GIVEN ENTRIES start
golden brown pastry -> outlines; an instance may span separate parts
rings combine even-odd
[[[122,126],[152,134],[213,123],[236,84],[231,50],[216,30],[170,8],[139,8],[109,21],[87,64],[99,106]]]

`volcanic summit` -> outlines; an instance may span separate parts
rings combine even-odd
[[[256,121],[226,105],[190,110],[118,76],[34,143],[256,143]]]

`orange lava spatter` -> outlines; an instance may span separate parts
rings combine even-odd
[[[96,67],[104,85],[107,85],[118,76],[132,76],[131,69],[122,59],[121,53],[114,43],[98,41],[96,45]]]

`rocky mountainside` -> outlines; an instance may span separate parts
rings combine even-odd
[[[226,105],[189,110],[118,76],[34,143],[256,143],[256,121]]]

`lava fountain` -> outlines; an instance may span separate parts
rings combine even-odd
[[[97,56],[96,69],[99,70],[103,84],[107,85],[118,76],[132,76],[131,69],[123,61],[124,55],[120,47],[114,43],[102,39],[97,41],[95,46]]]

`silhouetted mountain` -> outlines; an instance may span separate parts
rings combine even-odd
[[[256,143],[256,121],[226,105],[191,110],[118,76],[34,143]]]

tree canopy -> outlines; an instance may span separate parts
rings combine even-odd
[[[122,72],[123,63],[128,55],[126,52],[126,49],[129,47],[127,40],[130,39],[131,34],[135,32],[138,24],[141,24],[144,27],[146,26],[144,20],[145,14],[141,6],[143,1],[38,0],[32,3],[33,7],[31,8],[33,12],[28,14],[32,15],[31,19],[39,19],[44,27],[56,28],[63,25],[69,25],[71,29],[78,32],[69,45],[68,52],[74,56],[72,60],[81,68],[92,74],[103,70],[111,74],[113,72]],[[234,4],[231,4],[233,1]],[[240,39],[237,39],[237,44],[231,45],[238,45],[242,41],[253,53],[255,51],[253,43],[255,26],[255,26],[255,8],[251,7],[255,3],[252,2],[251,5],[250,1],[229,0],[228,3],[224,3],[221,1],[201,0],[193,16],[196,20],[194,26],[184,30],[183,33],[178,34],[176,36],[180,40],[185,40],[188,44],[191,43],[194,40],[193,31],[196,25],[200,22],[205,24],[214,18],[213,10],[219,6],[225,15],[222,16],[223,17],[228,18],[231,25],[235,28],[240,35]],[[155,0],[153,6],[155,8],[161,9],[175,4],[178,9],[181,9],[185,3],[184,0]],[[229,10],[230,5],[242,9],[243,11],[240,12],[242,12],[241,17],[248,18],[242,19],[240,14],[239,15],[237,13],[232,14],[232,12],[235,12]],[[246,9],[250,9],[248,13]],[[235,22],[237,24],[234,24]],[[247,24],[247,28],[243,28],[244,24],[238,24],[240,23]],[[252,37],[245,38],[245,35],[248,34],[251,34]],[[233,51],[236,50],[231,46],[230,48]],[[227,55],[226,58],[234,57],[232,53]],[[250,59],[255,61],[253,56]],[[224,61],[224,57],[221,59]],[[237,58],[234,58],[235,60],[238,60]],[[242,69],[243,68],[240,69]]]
GIVEN ENTRIES end
EXERCISE BRIEF:
Please rewrite the rows from the start through the line containing "[[[256,143],[256,121],[226,105],[191,110],[118,76],[34,143]]]" as a two-column CSV with the headers input and output. Use one line per row, put its text and its answer each in a single quoted field, and replace line breaks with spaces.

EXERCISE RESULT:
input,output
"golden brown pastry -> outlines; an instance may span separate parts rings combine even-odd","[[[122,126],[152,134],[213,123],[236,84],[231,50],[216,30],[170,8],[139,8],[109,21],[87,64],[99,106]]]"
"`volcanic summit` -> outlines; an instance may span separate parts rings combine even-odd","[[[256,121],[226,105],[190,110],[118,76],[34,143],[256,143]]]"
"`orange lava spatter` -> outlines; an instance may span separate parts rings combine even-odd","[[[96,67],[104,85],[107,85],[118,76],[132,76],[131,69],[122,59],[121,53],[114,43],[98,41],[96,45]]]"
"`rocky mountainside` -> outlines; an instance may span separate parts rings combine even-odd","[[[226,105],[189,110],[118,76],[34,143],[256,143],[256,121]]]"
"`lava fountain` -> outlines; an instance may span separate parts rings combine even-odd","[[[97,56],[96,69],[99,70],[103,84],[107,85],[118,76],[132,76],[131,69],[123,61],[124,55],[120,47],[114,43],[102,39],[97,41],[95,46]]]"
"`silhouetted mountain` -> outlines; an instance may span separate parts rings combine even-odd","[[[256,143],[256,121],[226,105],[191,110],[118,76],[34,143]]]"